Stated goal » Render each line of the listing below as a Markdown table with the columns "Row" and "Line", numbering the rows and skipping blank lines. Leave any pictures out of the table.

[Stored items from a collection]
==================================================

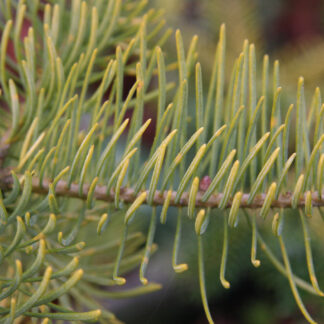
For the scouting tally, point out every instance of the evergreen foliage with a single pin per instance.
(74, 173)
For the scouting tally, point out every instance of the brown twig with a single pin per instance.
(128, 195)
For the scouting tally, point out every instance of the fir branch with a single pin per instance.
(129, 195)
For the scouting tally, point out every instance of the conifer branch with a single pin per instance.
(128, 195)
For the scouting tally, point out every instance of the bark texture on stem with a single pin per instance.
(128, 195)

==================================================

Full response »
| Row | Line |
|---|---|
| 1 | For the scouting tally, point out every instance of the evergreen foliage with a single pin per instance. |
| 2 | (74, 173) |
| 3 | For the scouting tally, point out every instance of the brown twig with a single pin per instance. |
| 4 | (128, 195) |
| 5 | For the scouting tally, point out every instance of the fir branch with a single pin per instance. |
| 6 | (129, 195) |
| 7 | For the scouting tally, point out every instance of the conifer branch with a single pin per instance. |
| 8 | (128, 195) |
| 9 | For the scouting tally, point out every instance of the bark texture on stem with a single pin per instance. |
| 10 | (128, 195) |